## Instruções das tarefas
1: De acordo com o relato sobre as origens familiares de Coen, em que data foi recebido o nome monástico?
2: Dê continuidade ao relato sobre as origens familiares de Coen a partir da última frase apresentada.

## Fonte
┄┄┄┄┄┄┄┄┄┄
Se casou com a minha avó e largou a batina
Meu nome monástico é Coen, eu recebi minha denominação monástica no dia 14 de janeiro de 1981. Antes disso, eu era Cláudia Dias Batista de Souza, nascida em 30 de junho de 1947. Tem uma cidade no interior de São Paulo que se chama Apiaí, era o nome do meu bisavô, um capitão do mato. Ele foi morto pelos índios em uma emboscada, pelas costas. O meu avô viveu o fim da escravatura, quando nasceu deram a ele um pequeno menino escravo para cuidar dele. Meu avô acaba por se encontrar com a minha avó, que era prima dele. Naquela época, precisaram até pedir autorização ao Papa, porque eram primos muito próximos. Desse casamento, tiveram seis filhos e morreram três. Minha mãe é uma dos três que vingaram. O meu avô paterno queria ser padre, fez um pré-seminário em Portugal, trabalhava em uma paróquia quando se apaixonou pela a irmã do padre. Se casou com minha avó e largou a batina, ficaram em Portugal, tiveram três filhos e depois vieram para o Brasil.
┄┄┄┄┄┄┄┄┄┄
## Entradas fornecidas

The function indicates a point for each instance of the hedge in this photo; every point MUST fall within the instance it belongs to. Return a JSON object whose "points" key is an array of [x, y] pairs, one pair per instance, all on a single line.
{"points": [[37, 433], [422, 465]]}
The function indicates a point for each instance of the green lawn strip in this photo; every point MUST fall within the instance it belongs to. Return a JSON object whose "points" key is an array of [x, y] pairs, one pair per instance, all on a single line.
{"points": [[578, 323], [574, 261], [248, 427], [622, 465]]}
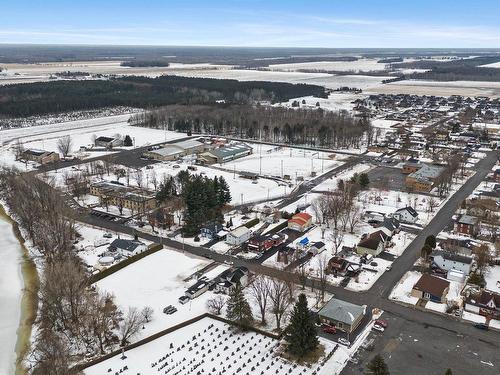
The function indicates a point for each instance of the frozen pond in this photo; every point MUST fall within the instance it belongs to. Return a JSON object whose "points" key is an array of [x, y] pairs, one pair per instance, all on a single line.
{"points": [[11, 284]]}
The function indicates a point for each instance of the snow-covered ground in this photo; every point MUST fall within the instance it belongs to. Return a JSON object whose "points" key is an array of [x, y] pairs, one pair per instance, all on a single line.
{"points": [[402, 291], [278, 161], [211, 347], [346, 66], [475, 318], [158, 281], [332, 183], [492, 278], [11, 285]]}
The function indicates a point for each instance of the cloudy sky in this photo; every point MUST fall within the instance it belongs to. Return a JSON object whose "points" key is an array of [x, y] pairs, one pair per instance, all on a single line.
{"points": [[270, 23]]}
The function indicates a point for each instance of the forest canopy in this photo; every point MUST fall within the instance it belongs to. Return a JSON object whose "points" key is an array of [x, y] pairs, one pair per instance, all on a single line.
{"points": [[314, 127], [41, 98]]}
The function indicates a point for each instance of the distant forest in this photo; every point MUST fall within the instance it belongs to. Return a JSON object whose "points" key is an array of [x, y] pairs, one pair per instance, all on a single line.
{"points": [[41, 98], [453, 70], [145, 63], [314, 127]]}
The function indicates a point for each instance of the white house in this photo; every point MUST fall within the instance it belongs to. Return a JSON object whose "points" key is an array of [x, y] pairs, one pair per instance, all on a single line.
{"points": [[450, 261], [127, 248], [406, 215], [238, 236], [228, 279]]}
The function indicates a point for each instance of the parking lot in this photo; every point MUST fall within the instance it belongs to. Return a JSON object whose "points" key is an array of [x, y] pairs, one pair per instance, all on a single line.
{"points": [[412, 348]]}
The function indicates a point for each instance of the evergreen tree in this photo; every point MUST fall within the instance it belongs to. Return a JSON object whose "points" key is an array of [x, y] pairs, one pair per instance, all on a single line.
{"points": [[301, 333], [364, 181], [377, 366], [431, 241], [238, 308], [127, 141]]}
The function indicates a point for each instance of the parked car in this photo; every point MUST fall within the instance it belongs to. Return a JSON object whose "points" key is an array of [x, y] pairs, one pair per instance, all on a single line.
{"points": [[344, 341], [183, 300], [481, 326], [376, 327], [331, 330]]}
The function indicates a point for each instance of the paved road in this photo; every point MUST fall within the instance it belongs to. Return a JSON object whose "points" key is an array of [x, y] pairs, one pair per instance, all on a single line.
{"points": [[378, 294]]}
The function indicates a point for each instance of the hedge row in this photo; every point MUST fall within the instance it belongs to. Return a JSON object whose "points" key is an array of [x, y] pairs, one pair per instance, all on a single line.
{"points": [[124, 263]]}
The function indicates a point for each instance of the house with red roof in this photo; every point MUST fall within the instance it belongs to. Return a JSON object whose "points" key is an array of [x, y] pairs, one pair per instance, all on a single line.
{"points": [[300, 222]]}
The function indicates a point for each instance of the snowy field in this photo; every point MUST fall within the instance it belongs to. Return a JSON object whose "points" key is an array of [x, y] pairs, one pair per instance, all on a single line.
{"points": [[211, 347], [158, 281], [331, 184], [279, 161], [492, 278], [414, 87], [345, 66], [11, 285]]}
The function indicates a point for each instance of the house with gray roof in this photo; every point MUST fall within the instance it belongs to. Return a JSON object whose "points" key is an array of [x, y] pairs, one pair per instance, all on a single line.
{"points": [[126, 247], [448, 261], [342, 315]]}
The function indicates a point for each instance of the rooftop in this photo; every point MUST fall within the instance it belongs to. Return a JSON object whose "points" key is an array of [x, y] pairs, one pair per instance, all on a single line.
{"points": [[342, 311], [431, 284]]}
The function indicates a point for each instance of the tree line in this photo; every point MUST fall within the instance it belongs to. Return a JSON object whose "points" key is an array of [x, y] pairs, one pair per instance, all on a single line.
{"points": [[41, 98], [313, 127], [74, 320]]}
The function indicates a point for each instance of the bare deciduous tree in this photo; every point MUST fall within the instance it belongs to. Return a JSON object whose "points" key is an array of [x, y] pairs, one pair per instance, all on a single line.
{"points": [[130, 326], [216, 304], [259, 290], [279, 295]]}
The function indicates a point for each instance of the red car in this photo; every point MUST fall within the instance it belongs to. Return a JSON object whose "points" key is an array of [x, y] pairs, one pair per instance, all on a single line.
{"points": [[329, 330]]}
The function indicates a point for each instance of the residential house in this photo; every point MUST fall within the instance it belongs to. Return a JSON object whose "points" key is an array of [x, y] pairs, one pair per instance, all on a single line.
{"points": [[337, 266], [316, 248], [467, 224], [238, 236], [229, 278], [41, 157], [424, 178], [373, 243], [108, 142], [127, 248], [343, 315], [261, 243], [406, 215], [484, 303], [300, 222], [391, 224], [448, 261], [431, 288], [211, 230]]}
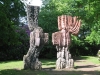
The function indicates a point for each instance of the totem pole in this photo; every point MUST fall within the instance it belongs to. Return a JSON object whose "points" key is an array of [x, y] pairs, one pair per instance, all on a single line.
{"points": [[67, 25], [37, 39]]}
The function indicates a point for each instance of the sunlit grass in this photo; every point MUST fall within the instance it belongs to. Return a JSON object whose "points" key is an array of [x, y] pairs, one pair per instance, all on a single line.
{"points": [[16, 67], [92, 59]]}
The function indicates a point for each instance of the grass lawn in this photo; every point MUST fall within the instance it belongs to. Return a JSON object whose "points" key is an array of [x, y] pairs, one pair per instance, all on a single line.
{"points": [[16, 68]]}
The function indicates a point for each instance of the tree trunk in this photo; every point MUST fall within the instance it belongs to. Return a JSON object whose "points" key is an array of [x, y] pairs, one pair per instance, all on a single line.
{"points": [[37, 40]]}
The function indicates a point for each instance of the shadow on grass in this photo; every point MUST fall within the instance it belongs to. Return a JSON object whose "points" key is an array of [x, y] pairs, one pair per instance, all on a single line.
{"points": [[81, 58], [47, 72], [86, 66]]}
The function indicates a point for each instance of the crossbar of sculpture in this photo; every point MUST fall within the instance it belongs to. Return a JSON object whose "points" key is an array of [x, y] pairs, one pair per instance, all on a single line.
{"points": [[62, 39], [37, 40]]}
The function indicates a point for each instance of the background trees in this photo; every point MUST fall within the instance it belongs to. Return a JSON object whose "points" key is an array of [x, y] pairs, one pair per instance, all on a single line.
{"points": [[14, 41], [11, 36]]}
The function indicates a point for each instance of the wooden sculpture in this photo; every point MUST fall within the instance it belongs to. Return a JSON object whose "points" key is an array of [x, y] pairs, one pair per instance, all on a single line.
{"points": [[67, 25], [37, 39]]}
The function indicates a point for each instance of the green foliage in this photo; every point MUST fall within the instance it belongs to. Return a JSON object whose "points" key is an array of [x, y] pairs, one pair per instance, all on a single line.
{"points": [[12, 43]]}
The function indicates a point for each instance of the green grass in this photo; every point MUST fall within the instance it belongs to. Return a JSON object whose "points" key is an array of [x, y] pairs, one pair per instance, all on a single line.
{"points": [[92, 59], [16, 68]]}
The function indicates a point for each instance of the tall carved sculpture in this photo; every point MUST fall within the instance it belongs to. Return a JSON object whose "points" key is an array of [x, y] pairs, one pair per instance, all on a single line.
{"points": [[67, 25], [37, 39]]}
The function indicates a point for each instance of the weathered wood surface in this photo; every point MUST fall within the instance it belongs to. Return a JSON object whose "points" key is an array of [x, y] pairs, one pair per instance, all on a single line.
{"points": [[37, 40]]}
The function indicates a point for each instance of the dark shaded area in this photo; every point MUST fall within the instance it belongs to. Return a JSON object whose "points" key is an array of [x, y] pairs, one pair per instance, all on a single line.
{"points": [[49, 71]]}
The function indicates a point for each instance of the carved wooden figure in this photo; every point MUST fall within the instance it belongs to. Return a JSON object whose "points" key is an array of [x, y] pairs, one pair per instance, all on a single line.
{"points": [[37, 39], [67, 25]]}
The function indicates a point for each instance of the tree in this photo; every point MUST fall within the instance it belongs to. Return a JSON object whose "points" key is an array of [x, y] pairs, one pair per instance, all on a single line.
{"points": [[86, 10]]}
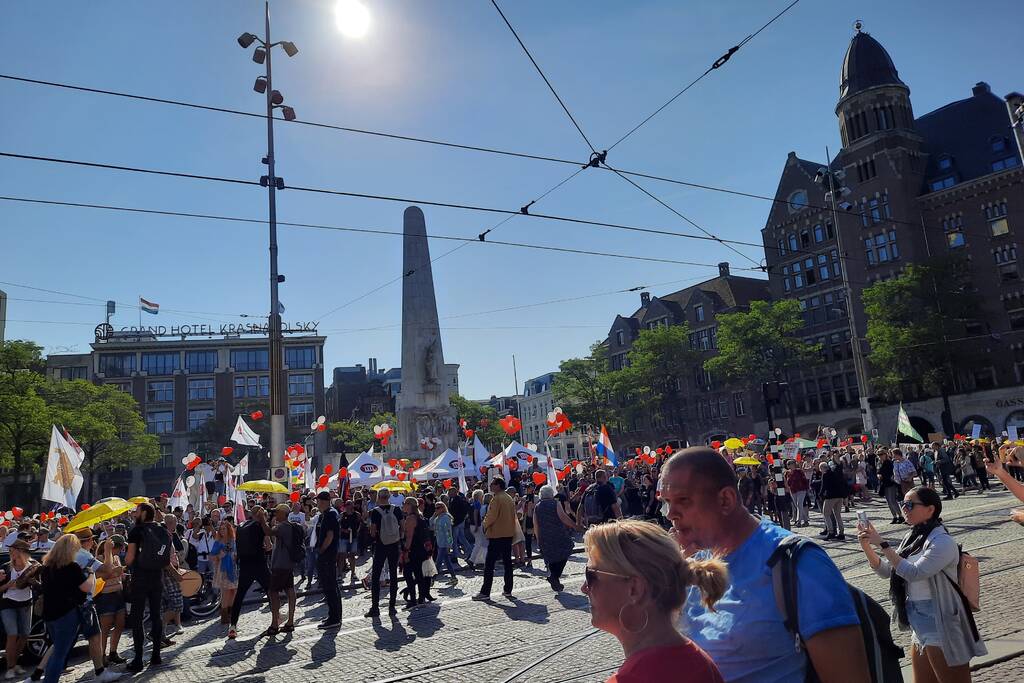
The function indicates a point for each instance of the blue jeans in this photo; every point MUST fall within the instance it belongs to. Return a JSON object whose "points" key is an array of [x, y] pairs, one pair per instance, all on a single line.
{"points": [[444, 560], [461, 542], [310, 568], [64, 633]]}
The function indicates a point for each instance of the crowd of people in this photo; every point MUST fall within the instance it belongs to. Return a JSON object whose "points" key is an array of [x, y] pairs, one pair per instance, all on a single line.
{"points": [[683, 580]]}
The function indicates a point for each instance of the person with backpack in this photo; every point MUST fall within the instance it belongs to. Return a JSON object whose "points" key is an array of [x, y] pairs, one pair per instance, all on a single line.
{"points": [[745, 633], [147, 557], [289, 550], [250, 545], [328, 531], [385, 525], [924, 573]]}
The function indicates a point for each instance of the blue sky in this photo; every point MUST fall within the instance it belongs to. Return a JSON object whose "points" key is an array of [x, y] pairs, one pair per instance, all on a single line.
{"points": [[442, 70]]}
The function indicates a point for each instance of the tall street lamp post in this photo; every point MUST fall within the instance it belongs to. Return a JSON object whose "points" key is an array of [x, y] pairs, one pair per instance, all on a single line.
{"points": [[264, 85]]}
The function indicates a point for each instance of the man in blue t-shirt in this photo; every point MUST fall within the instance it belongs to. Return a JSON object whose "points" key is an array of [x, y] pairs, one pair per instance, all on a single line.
{"points": [[744, 635]]}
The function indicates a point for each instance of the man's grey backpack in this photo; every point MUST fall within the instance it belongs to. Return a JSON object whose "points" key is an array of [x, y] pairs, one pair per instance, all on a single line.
{"points": [[883, 654]]}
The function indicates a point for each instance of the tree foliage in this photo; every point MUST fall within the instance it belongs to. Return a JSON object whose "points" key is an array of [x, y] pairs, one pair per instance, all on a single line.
{"points": [[588, 389], [761, 344], [908, 319]]}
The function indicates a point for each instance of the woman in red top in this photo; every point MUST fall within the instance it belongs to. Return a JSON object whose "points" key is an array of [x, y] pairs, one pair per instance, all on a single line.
{"points": [[637, 582]]}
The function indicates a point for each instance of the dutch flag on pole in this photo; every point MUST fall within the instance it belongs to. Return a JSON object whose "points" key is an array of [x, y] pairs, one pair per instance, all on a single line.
{"points": [[604, 446]]}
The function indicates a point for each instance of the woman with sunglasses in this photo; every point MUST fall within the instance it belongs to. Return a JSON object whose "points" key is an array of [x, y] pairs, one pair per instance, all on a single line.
{"points": [[927, 599], [637, 582]]}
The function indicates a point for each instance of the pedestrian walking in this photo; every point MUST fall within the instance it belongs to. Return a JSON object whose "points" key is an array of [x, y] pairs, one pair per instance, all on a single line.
{"points": [[328, 532], [147, 557], [499, 526], [252, 542], [385, 528]]}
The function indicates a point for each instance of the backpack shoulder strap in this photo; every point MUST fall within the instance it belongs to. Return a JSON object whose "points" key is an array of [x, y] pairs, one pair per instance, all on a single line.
{"points": [[783, 572]]}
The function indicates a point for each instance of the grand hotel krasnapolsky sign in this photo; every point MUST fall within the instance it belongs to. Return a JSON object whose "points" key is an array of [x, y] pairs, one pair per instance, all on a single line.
{"points": [[105, 332]]}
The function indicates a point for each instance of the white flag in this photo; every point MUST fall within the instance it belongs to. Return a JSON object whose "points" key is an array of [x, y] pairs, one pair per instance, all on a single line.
{"points": [[64, 474], [244, 434]]}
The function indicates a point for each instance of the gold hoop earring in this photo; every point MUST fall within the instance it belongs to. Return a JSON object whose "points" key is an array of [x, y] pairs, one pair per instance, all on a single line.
{"points": [[646, 621]]}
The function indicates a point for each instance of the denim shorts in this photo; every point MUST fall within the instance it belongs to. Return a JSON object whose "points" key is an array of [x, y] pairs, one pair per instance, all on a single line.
{"points": [[921, 614], [16, 621]]}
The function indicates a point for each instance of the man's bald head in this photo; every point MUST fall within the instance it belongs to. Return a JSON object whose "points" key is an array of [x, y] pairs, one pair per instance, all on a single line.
{"points": [[707, 464]]}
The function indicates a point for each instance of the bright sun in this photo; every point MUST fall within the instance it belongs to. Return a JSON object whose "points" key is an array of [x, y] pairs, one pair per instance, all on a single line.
{"points": [[352, 17]]}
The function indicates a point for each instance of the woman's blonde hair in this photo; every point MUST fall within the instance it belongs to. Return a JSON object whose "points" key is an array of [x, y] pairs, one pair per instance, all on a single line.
{"points": [[62, 552], [634, 548]]}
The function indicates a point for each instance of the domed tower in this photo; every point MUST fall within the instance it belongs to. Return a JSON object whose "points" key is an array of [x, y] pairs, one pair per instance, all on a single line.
{"points": [[872, 98]]}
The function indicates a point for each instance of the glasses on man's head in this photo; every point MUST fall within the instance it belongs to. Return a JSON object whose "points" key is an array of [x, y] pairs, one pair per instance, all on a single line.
{"points": [[591, 573]]}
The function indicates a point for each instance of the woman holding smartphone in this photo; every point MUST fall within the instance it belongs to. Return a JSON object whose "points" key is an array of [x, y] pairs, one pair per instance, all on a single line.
{"points": [[926, 597]]}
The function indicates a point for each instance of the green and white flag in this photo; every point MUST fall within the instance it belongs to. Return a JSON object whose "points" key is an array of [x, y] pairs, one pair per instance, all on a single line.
{"points": [[903, 426]]}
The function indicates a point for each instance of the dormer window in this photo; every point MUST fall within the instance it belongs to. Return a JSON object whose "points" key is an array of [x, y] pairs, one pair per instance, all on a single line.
{"points": [[798, 201]]}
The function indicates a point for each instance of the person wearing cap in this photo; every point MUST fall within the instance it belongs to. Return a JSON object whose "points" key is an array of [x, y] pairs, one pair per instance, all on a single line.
{"points": [[283, 568], [15, 603], [328, 530]]}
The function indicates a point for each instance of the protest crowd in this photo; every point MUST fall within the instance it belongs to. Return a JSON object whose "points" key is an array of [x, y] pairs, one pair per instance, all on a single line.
{"points": [[685, 555]]}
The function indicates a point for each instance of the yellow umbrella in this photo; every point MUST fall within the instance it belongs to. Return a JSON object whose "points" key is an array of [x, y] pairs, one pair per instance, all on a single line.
{"points": [[396, 486], [109, 509], [263, 486]]}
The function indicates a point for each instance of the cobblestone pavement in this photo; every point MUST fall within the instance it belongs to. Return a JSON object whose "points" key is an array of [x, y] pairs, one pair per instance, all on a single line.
{"points": [[456, 639]]}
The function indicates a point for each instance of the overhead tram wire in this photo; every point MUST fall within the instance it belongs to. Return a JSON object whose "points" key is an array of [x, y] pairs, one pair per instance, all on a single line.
{"points": [[600, 159], [365, 230], [717, 65], [386, 198]]}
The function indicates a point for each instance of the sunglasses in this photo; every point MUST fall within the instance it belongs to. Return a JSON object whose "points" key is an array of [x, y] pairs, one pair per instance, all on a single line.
{"points": [[590, 575]]}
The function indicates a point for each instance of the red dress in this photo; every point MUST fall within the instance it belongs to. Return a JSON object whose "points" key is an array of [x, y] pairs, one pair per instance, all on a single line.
{"points": [[683, 663]]}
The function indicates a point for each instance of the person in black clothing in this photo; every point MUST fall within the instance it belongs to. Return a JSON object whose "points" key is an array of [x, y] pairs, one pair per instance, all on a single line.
{"points": [[385, 550], [146, 582], [328, 532], [459, 507], [250, 540]]}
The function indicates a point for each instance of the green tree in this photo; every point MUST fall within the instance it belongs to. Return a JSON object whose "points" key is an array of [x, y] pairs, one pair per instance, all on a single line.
┄┄┄┄┄┄┄┄┄┄
## Respostas por tarefa
1: Em 14 de janeiro de 1981.

2:
Meu pai foi encontrar com a minha mãe na Escola Normal, que era a formação para ser professor. Se apaixonaram, se casaram no interior e vieram morar em São Paulo. Aos pouquinhos, foram construindo boas condições de vida. A minha mãe era professora e o meu pai trabalhava na Biblioteca Nacional. Meu pai se apaixonou por uma mulher que trabalhava com ele e minha mãe e ele se separaram. Eu devia ter dois, três anos de idade. Depois da separação dos meus pais, ele construiu uma casa para minha mãe no Pacaembu e outra para ele e sua nova esposa, a dois quarteirões de distância. O Pacaembu era considerado um bairro distante, perigoso e escuro. As pessoas, os familiares, achavam que era muito longe para ir visitar, era meio problemático.
Naquela época, os colégios não admitiam filhos de desquitados. Minha mãe achava que era importante estudar em colégio de freira para ter uma boa educação. Então, eu tinha que mentir. A gente ia à...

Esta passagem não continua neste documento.